__Things to do__:
1. Can you edit the passage on Kentucky and the federal health law, beginning at the words "Hollon said she" and stopping after "to replace it.", so that "Wheatley" is replaced by "the reporter"?
2. How would you translate this sentence from the passage on Kentucky and the federal health law into Spanish: "Kentucky has been called an ACA success story by many on the left."
3. Could you write the next part of the passage on Kentucky and the federal health law, continuing from where it stops?

Trump, who campaigned heavily on the promise of repealing the ACA, perhaps better known by its Obamacare nickname, took Kentucky’s eight electoral votes by nearly a 30-point margin on Election Day, Wheatley notes. The margin was even greater in Powell County, where he got 73 percent of the vote.
Kentucky has been called an ACA success story by many on the left. The state’s uninsured rate plummeted more than any other state’s. Expanded Medicaid has given nearly 2,000 Powell County residents health coverage since it began in 2014, among some 440,000 low-income Kentuckians newly eligible for the program, Wheatley writes.
Hollon said she doesn’t bother anymore explaining that the Obamacare some in her community despise is the same federal health law that helps them get coverage.
“You don’t even try,” she told Wheatley. “The thing is, and the solution is, we need to get them health coverage, so stop trying to associate it with the president. That’s a lost cause.”
Hollon called Trump’s executive action on the federal health law “destructive,” but told Wheatley she would base her judgment against Republican efforts to repeal Obamacare on their place to replace it.

__Listed entries__:

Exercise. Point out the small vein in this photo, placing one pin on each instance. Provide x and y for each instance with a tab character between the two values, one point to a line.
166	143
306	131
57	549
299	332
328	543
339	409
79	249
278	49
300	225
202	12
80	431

==

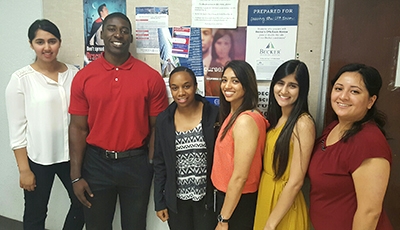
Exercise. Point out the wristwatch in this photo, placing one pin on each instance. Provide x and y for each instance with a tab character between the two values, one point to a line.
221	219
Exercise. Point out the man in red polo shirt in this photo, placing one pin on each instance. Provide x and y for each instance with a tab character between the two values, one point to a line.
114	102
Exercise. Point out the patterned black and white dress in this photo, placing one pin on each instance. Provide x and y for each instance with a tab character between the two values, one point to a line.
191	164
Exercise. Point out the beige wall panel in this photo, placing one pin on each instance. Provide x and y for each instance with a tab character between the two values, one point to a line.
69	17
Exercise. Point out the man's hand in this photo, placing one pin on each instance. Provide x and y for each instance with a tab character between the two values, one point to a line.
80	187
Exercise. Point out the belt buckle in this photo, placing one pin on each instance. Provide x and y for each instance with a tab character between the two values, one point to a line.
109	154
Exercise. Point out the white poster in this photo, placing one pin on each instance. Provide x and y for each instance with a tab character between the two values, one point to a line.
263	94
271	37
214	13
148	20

* * *

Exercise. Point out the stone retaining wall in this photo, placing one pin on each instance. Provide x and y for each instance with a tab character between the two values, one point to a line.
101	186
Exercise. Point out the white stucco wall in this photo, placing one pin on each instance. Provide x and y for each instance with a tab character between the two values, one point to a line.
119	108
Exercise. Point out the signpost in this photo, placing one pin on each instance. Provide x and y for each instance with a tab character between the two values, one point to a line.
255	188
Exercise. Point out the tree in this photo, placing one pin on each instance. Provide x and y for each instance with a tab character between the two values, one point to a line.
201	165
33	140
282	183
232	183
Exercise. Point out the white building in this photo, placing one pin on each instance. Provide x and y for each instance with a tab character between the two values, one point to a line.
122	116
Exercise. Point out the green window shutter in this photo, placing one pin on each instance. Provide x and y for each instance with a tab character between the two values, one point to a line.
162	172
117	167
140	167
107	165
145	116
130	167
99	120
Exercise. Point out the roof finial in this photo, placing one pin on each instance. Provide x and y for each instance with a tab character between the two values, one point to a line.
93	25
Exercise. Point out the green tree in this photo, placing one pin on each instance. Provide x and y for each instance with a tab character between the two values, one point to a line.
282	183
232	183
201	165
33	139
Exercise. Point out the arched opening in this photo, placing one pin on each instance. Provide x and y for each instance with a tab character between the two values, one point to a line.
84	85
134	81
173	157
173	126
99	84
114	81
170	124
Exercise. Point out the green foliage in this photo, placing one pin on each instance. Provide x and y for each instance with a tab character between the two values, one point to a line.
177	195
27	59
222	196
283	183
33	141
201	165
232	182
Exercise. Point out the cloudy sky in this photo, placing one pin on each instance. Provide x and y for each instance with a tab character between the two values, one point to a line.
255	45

__Results__:
1.
Hollon said she doesn’t bother anymore explaining that the Obamacare some in her community despise is the same federal health law that helps them get coverage.
“You don’t even try,” she told the reporter. “The thing is, and the solution is, we need to get them health coverage, so stop trying to associate it with the president. That’s a lost cause.”
Hollon called Trump’s executive action on the federal health law “destructive,” but told the reporter she would base her judgment against Republican efforts to repeal Obamacare on their place to replace it.

2. Muchos en la izquierda han calificado a Kentucky como una historia de éxito de la ACA.

3.
Hollon says Democrats could have done more to promote the benefits of the ACA during the last election cycle. She also has ideas about how Democrats could improve their prospects in Kentucky: Improve grassroots efforts and get more face-to-face interactions with voters, with the help of the state Democratic Party, Wheatley reports.
“I would hope that they would come here and help us get this word out that we’re not un-Christian, we’re not some horrible Democrat Party that’s trying to give everything away and take things away from you,” Hollon told Wheatley. “And I think a lot of that’s got to do with our marketing ourself. We need to get out and do more talking and grassroots.”